# PAGE EXTRACT:
1. ## Trigonometric Proof

Hi there,

I need help with proving two trigonometric expressions:

1) tanA - tanB = tanB tan(A-B)
tanA - cotB

2) tan (x - y) + tany
tan (x - y) - coty

2. Can anyone show me how to prove these questions?

3. hello friend, as far as i know, trig. expressions are not proven, they are usually simplified....are the above two questions identities that you want help with?

and with the second, if its proving, what do you want us to prove?

and for the first, do you want us to prove this:

$\frac{\tan A - \tan B} {\tan A - \cot B } = \tan B \tan (A-B)$

- sugarT

4. Originally Posted by Sallyvinka
Hi there,

I need help with proving two trigonometric expressions:

1) tanA - tanB = tanB tan(A-B)
tanA - cotB

2) tan (x - y) + tany
tan (x - y) - coty

In the first problem there is a typo. It should be

$\frac{tanA - tanB}{tanA + cotB}$

Put cot(B) = 1/tan(B) simplify.

In the second problem put cot(y) = 1/tan(y). The problem becomes

$\frac{tan(x-y) + tan(y)}{tan(x-y) - \frac{1}{tan(y)}}$

Now simplify.

# TASK:
Revise the trigonometric proof thread starting with "2. Can anyone" and going on through "want help with?", changing "questions" to "problems".

# DATA:
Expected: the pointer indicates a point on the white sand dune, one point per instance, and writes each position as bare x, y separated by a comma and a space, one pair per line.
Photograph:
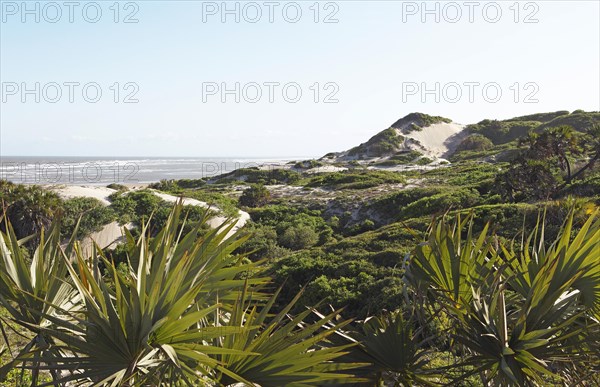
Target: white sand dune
213, 222
326, 168
439, 139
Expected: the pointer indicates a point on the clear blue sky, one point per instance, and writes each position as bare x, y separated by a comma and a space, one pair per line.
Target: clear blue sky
370, 53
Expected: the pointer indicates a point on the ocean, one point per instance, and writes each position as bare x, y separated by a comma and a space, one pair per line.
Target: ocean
122, 170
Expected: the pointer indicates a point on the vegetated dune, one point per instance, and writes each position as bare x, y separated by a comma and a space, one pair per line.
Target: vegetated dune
81, 191
439, 140
112, 233
432, 137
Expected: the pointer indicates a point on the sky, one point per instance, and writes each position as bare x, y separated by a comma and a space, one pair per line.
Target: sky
278, 79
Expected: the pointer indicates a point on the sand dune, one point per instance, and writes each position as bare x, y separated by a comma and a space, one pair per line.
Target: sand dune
113, 232
439, 139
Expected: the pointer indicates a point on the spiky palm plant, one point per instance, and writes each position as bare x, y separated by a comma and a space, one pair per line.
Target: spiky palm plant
287, 348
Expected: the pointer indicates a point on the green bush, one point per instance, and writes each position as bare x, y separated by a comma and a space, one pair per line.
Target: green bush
475, 142
92, 212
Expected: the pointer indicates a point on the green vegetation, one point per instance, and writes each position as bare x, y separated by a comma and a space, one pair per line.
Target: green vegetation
88, 214
187, 310
400, 158
475, 142
255, 196
479, 272
418, 121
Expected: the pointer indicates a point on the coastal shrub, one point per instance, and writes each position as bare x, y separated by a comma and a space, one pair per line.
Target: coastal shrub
298, 237
90, 213
268, 176
355, 179
475, 142
29, 208
440, 203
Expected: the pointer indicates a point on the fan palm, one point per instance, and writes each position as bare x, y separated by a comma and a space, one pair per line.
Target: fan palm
31, 291
183, 313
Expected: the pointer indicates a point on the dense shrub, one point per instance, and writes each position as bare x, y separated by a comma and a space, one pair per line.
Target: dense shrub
475, 142
255, 196
90, 212
355, 179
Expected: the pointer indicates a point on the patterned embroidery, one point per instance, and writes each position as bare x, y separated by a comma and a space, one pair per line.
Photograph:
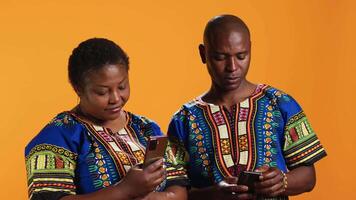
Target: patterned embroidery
50, 168
98, 168
261, 130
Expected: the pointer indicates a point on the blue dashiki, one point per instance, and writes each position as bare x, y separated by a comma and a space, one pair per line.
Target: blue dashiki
268, 128
71, 156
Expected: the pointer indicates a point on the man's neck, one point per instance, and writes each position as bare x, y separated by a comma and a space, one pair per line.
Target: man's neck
231, 97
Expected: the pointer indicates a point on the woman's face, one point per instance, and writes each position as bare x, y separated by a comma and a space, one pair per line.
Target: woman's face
105, 92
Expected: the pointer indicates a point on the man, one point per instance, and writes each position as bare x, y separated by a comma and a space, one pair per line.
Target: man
241, 126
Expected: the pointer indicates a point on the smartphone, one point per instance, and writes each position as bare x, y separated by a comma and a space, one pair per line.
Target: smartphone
155, 149
248, 178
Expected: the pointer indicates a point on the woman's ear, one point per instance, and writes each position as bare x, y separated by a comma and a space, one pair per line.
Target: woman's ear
202, 53
78, 90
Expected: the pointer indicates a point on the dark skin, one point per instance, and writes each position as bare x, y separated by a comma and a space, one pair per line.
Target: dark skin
102, 98
226, 52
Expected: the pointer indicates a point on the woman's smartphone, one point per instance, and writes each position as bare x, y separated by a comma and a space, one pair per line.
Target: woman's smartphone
155, 149
248, 178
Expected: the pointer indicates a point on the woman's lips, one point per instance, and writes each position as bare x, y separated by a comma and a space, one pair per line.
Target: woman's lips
115, 109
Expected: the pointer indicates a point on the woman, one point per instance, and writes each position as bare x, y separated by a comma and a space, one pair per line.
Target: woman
94, 150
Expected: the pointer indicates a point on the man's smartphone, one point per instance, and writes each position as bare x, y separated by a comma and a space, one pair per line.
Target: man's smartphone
155, 149
248, 178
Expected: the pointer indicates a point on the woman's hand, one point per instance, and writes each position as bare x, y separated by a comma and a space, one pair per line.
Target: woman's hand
271, 182
139, 182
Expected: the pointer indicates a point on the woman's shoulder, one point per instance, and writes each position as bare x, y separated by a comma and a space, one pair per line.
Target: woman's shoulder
61, 131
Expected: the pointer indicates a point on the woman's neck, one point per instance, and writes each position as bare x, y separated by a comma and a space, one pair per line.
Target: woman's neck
115, 124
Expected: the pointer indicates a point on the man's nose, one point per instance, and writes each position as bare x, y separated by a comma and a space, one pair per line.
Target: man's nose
232, 63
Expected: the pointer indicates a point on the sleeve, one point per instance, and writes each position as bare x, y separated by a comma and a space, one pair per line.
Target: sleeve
301, 144
50, 164
176, 153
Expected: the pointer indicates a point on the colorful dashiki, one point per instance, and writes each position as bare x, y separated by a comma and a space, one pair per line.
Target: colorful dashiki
268, 128
70, 156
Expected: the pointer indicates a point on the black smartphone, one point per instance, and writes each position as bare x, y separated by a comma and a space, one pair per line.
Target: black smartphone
248, 178
156, 147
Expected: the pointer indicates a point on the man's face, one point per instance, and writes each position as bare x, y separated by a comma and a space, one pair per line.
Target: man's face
227, 55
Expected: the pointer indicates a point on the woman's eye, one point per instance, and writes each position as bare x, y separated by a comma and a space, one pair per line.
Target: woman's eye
101, 93
122, 87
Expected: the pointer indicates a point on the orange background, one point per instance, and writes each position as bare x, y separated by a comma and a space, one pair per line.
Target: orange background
303, 47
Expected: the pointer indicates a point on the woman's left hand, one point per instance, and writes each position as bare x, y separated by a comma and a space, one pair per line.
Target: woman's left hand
271, 182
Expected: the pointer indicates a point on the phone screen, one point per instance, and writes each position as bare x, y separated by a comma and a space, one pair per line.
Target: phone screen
155, 149
248, 178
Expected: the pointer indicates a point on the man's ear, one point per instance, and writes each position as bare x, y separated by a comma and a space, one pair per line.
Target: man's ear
202, 53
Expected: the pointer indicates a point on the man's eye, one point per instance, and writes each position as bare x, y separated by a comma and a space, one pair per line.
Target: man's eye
219, 57
101, 93
241, 56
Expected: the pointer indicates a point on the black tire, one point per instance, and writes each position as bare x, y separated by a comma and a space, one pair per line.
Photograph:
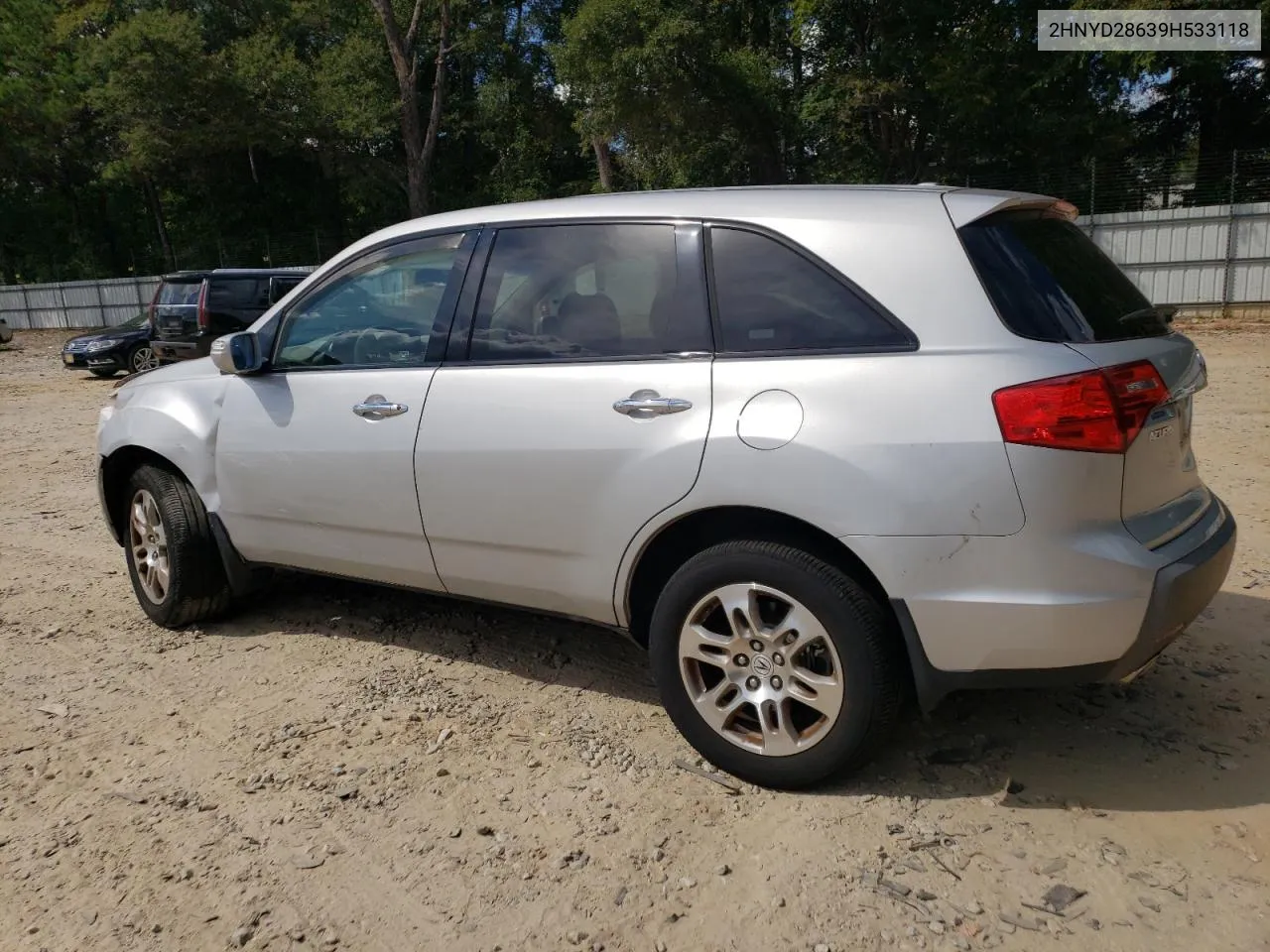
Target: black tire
858, 627
135, 357
197, 589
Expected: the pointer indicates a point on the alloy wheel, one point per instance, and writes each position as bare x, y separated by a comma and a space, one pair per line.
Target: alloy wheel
149, 544
144, 359
761, 669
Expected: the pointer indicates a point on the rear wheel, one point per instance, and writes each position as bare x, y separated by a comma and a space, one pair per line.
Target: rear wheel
173, 560
774, 664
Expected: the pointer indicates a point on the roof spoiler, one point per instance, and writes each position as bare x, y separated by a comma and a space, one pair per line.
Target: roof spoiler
965, 206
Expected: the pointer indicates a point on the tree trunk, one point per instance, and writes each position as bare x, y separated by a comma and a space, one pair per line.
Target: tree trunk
157, 209
439, 93
421, 145
604, 162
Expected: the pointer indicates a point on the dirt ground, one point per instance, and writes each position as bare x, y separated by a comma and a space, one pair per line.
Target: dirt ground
354, 769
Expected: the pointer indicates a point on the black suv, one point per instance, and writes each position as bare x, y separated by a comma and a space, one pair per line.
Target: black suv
191, 308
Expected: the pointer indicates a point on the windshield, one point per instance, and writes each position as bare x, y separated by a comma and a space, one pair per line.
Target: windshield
1051, 282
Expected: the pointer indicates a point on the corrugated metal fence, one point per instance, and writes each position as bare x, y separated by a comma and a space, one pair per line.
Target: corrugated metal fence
76, 303
1206, 257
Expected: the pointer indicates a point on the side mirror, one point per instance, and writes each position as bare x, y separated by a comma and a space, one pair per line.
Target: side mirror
236, 353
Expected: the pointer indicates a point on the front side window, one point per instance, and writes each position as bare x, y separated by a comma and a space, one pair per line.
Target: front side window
772, 298
381, 313
587, 291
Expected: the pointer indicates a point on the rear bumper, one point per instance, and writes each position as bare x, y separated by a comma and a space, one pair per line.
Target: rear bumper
1180, 592
108, 361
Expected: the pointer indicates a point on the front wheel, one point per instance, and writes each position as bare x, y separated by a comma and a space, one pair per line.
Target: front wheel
774, 664
141, 358
173, 560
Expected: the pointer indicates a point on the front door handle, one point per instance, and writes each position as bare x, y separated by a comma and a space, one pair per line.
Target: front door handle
376, 408
645, 404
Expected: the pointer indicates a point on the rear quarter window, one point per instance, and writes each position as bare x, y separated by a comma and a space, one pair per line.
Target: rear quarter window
1049, 282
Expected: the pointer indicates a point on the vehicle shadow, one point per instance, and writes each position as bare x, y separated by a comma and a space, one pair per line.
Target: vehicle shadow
1187, 735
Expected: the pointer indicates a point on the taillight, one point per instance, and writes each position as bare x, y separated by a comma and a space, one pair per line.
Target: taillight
1098, 412
202, 306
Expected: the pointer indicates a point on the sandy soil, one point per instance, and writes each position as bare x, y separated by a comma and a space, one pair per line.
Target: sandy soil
354, 769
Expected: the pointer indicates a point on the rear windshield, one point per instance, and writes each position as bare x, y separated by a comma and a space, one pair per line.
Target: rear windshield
180, 293
1051, 282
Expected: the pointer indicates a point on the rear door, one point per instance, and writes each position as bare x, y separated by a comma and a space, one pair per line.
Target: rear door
1051, 282
574, 413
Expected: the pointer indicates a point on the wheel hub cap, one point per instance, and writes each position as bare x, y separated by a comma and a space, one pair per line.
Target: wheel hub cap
149, 544
761, 669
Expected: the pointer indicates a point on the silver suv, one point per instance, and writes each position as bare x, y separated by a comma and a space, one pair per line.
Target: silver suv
817, 448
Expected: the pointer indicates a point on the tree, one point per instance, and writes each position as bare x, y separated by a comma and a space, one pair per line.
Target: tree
420, 141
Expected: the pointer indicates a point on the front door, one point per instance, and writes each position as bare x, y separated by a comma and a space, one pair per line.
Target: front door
316, 456
578, 412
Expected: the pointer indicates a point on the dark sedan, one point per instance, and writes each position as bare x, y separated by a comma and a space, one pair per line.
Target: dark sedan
107, 352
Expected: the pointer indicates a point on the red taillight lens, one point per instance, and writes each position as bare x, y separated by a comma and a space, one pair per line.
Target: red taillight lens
1100, 412
202, 307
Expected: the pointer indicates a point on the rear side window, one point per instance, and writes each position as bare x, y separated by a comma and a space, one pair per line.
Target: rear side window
587, 291
180, 293
772, 298
238, 293
1048, 281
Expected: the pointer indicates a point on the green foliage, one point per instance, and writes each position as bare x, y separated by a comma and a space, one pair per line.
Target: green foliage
271, 130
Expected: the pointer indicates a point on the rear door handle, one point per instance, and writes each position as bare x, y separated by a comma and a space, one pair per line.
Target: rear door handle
645, 404
376, 408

# COMPLETE RESPONSE:
2. Can anyone show me how to prove these problems?

3. hello friend, as far as i know, trig. expressions are not proven, they are usually simplified....are the above two problems identities that you want help with?